━━━━━ RECORDS SHOWN

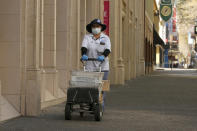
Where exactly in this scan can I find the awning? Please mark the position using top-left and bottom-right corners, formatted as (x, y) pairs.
(153, 28), (165, 48)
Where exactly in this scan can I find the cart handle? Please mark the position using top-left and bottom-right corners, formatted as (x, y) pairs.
(81, 58), (105, 72)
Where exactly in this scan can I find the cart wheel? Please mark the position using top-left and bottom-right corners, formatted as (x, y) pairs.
(80, 112), (84, 117)
(94, 104), (103, 121)
(65, 104), (72, 120)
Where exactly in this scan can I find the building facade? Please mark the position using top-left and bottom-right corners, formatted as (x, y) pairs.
(0, 0), (148, 120)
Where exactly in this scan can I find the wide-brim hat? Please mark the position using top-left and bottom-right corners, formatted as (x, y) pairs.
(86, 19), (107, 33)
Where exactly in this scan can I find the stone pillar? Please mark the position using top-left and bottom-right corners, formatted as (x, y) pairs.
(21, 0), (41, 116)
(122, 0), (130, 80)
(40, 0), (58, 102)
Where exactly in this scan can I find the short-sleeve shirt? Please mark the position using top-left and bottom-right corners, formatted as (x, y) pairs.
(82, 33), (111, 71)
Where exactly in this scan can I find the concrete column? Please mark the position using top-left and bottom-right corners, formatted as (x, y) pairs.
(40, 0), (58, 103)
(122, 0), (130, 80)
(21, 0), (41, 116)
(110, 0), (120, 84)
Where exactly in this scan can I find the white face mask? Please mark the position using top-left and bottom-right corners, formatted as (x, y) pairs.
(92, 28), (101, 35)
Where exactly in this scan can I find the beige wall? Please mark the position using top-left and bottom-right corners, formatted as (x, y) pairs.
(0, 0), (21, 111)
(0, 0), (148, 121)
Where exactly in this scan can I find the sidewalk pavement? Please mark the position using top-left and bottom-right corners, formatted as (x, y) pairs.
(0, 71), (197, 131)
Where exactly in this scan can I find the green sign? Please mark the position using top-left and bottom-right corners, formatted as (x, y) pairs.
(160, 4), (172, 22)
(161, 0), (171, 4)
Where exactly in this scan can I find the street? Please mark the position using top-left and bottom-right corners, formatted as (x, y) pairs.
(0, 71), (197, 131)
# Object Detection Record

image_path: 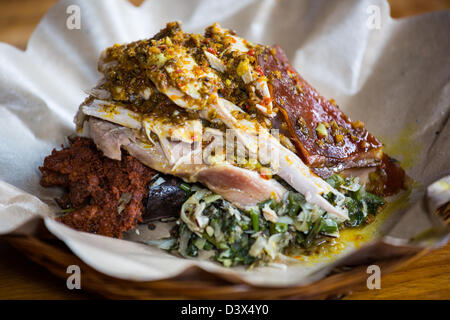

━━━━━━━━━━

▶ JOB: Can you format every line of the records above as a JSON list of strings, one string per line, skipping blank lines and omitting the pictures?

▶ SOLUTION TO THIS TASK:
[
  "Where exactly in this scan can I find the awning? Please mark the position using top-left and bottom-right corners, formatted as (x, y) pairs.",
  "(153, 28), (165, 48)",
  "Where exactly in this scan can I find the cart handle? Please mark the position using top-left and bottom-right corners, formatted as (x, y) pairs.",
  "(81, 58), (105, 72)",
  "Where exactly in this scan can I find the cart wheel? Please mark the position using top-left and bottom-right corners, formatted as (x, y) pairs.",
  "(80, 112), (84, 117)",
  "(94, 104), (103, 121)",
  "(65, 104), (72, 120)",
  "Where exactly in this scan can I find the building facade? Please mark the position using top-left and bottom-right corners, formatted as (x, y) pairs.",
  "(0, 0), (148, 120)",
  "Where exactly in this scan can I find the wide-brim hat? Please mark the position using top-left and bottom-right corners, formatted as (x, y) pairs.",
  "(86, 19), (107, 33)",
  "Where exactly in this scan can I find the stone pillar? Please mark the position using top-left and bottom-right corners, formatted as (x, y) pairs.",
  "(21, 0), (41, 116)",
  "(122, 0), (130, 80)",
  "(40, 0), (58, 102)",
  "Where exactly in this scan can I find the short-sleeve shirt? Please mark the position using top-left and bottom-right corners, formatted as (x, y) pairs.",
  "(82, 33), (111, 71)",
  "Where exactly in this scan can I find the concrete column? Please mark the position using top-left and bottom-right corners, formatted as (x, y) pairs.",
  "(40, 0), (58, 103)",
  "(122, 0), (130, 80)",
  "(21, 0), (41, 116)",
  "(110, 0), (120, 84)",
  "Where exactly in this scan can I find the white face mask? Please mark the position using top-left and bottom-right corners, formatted as (x, y) pairs.",
  "(92, 28), (101, 35)",
  "Where exactly in this scan can I find the beige wall? Please mark the position using top-left and bottom-right corners, formatted as (x, y) pairs.",
  "(0, 0), (21, 111)",
  "(0, 0), (148, 121)",
  "Where exactly in this scan can I find the sidewalk pavement? Please mark the position using top-left and bottom-right corners, formatted as (x, y) pairs.",
  "(0, 71), (197, 131)",
  "Where exactly in this scan can I find the green sign? Please mark the position using top-left and bottom-right corners, formatted as (x, y) pairs.",
  "(160, 4), (172, 22)",
  "(161, 0), (171, 4)",
  "Where exactly in this scan can I find the street? Please mark the position using top-left and bottom-right corners, formatted as (x, y) pairs.",
  "(0, 71), (197, 131)",
  "# Object Detection Record",
  "image_path: "
]